▶ Pekerjaan yang Diminta
A - Dalam teks tentang kemudahan membayar pajak, apa yang dapat menjadi tumpuan bagi kelangsungan kehidupan kenegaraan bila masyarakat punya akses dan kemudahan untuk membayar pajak?
B - Teruskan teks tentang kemudahan membayar pajak, mulai sesudah kalimat terakhirnya.

▶ Potongan Dokumen
---*---

Seandainya masyarakat memiliki akses dan kemudahan untuk membayar pajak maka yakinlah penerimaan Negara dari sektor pajak akan dapat menjadi tumpuan bagi kelangsungan kehidupan kenegaraan kita. Tidak boleh ada kesan yang muncul “kok membayar pajak aja susah”. Apakah adagium ini akan terus berlangsung di tengah kondisi perekonomian yang serba tidak pasti ini?

---*---

▶ Data Tersimpan
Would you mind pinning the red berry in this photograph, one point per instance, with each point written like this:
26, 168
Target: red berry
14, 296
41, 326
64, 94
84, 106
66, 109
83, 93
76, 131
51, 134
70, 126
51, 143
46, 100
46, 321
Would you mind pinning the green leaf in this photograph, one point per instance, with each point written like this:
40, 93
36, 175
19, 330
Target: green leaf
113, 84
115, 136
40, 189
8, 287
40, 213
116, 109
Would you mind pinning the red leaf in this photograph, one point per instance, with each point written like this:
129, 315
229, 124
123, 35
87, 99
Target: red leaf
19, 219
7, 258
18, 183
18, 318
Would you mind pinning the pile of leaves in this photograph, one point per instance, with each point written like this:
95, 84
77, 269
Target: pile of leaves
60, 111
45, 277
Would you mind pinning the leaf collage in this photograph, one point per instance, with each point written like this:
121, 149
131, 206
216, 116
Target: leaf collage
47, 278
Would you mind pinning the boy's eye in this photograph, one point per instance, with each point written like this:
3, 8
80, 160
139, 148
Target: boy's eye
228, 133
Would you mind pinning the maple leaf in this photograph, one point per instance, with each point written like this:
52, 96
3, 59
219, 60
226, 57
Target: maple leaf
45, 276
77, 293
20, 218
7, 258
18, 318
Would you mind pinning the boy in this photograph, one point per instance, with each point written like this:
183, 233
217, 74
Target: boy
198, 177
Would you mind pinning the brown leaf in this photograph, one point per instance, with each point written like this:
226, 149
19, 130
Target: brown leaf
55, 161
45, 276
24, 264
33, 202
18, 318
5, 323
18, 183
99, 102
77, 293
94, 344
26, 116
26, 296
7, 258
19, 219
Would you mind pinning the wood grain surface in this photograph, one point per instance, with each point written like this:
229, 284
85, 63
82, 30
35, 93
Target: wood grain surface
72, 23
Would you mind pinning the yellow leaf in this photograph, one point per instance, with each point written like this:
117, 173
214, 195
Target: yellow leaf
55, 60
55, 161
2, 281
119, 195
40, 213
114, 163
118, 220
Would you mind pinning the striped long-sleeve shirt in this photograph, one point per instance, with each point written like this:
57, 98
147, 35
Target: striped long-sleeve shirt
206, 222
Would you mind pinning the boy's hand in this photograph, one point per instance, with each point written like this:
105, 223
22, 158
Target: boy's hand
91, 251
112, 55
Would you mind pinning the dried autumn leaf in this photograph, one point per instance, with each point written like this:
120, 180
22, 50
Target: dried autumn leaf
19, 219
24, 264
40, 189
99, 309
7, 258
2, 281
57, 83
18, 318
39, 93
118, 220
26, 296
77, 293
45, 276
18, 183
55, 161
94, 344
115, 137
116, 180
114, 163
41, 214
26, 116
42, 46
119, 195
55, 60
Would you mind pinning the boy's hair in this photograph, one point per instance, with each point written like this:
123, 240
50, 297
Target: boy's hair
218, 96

---*---

▶ Jawaban yang Diberikan
A - Penerimaan negara dari sektor pajak.

B -
Di samping aspek kemudahan membayar pajak maka seyogyanya kepada masyarakat yang jujur dan setia serta tepat waktu membayar pajak layak diberikan apresiasi. Karena berkat pajak yang disetor ke kas Negara maka roda pemerintahan termasuk pembelanjaan birokrasi juga berlangsung dengan lancar. Sudah saatnya perlakuan kepada wajib pajak layaknya sebagai loyalty customer sebagaimana diterapkan oleh perusahaan jasa terhadap pelanggannya. Sehingga minat dan kesediaan untuk membayar pajak semakin meningkat dan dijauhkan dari rasa keengganan baik disengaja atau tidak. Kalau masyarakat mogok membayar pajak, apa yang terjadi dengan roda pemerintahan? Akan terjadi kekacauan birokrasi dan pelayanan serta dapat mengganggu integritas sebagai bangsa yang mandiri.


Dengan pajak dapat meningkatkan kemandirian dalam pembiayaan APBN supaya mengurangi ketergantungan kepada pembelanjaan defisit yang selama ini diterapkan seperti berutang ke asing dan domestik, penjualan BUMN yang tidak selamanya dapat dijalankan.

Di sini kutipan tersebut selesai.